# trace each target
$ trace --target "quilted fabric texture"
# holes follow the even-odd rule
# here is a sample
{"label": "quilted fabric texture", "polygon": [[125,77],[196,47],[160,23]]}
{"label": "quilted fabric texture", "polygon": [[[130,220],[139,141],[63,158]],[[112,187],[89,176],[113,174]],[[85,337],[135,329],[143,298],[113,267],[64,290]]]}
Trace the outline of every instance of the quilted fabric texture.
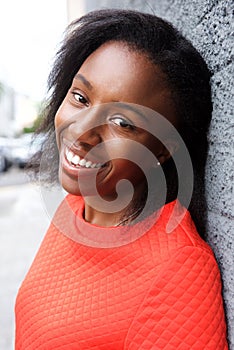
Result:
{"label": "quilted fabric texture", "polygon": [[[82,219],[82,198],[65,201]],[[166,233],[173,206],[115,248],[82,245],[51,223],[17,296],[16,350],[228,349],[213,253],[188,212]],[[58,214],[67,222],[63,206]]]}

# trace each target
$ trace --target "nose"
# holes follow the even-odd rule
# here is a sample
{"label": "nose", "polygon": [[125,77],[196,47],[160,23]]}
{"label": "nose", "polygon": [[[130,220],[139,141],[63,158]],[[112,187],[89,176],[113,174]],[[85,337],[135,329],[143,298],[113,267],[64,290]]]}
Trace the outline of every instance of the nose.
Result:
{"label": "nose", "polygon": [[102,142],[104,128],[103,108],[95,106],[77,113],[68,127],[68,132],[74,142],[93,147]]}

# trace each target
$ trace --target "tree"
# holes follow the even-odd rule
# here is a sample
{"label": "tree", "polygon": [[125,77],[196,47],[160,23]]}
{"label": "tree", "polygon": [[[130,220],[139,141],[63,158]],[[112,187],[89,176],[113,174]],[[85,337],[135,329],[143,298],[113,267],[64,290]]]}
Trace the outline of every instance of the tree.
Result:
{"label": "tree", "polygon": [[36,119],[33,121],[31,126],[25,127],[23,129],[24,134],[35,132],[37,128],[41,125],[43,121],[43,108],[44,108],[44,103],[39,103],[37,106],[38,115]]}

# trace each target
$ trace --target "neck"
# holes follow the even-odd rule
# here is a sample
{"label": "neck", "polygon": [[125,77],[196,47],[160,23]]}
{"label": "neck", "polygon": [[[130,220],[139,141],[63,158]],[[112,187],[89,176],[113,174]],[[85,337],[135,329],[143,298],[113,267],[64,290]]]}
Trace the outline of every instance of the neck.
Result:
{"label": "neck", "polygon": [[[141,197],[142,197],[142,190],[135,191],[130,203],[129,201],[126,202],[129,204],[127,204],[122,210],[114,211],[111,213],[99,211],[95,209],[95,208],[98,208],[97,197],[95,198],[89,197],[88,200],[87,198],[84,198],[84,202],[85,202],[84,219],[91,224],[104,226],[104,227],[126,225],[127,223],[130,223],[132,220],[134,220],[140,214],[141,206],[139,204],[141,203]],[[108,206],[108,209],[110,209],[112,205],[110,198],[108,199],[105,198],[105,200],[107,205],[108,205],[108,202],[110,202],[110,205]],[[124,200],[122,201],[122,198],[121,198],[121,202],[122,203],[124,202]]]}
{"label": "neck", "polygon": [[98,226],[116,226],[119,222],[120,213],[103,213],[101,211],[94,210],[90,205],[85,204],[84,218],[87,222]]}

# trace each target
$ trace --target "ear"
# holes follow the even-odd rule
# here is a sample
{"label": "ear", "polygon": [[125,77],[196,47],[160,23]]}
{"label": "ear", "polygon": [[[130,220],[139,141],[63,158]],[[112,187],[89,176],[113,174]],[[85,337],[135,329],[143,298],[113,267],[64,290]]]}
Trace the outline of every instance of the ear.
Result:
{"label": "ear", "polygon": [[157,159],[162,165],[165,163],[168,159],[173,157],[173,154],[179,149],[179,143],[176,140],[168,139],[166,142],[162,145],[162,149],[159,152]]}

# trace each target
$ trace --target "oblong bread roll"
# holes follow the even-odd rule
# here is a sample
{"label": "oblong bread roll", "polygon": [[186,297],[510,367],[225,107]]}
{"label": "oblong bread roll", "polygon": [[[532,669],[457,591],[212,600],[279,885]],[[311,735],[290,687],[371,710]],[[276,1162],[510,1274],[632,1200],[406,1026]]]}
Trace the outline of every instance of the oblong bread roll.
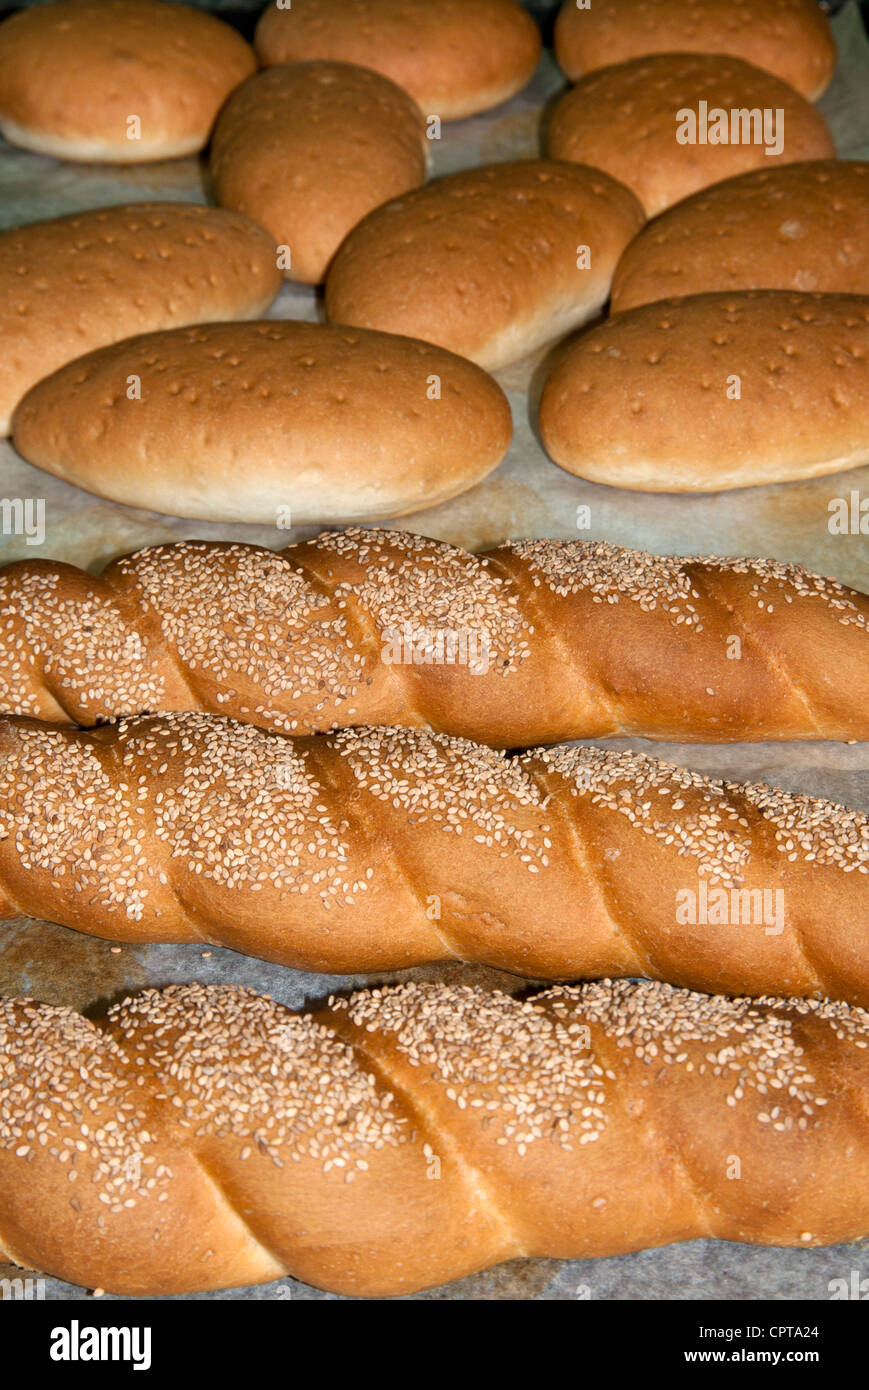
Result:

• Exercise goal: Please copy out each line in the entries that mentions the string "roll".

• Solution to this exercise:
$ trace --target "oblong bread roll"
{"label": "oblong bread roll", "polygon": [[186,297],[510,367],[225,107]]}
{"label": "oblong bread roll", "polygon": [[[532,669],[457,591],[212,600],[279,885]],[[311,735],[290,687],[371,710]],[[276,1162],[510,1274],[632,1200],[406,1026]]]}
Trace the outline of every instance of the oblong bread roll.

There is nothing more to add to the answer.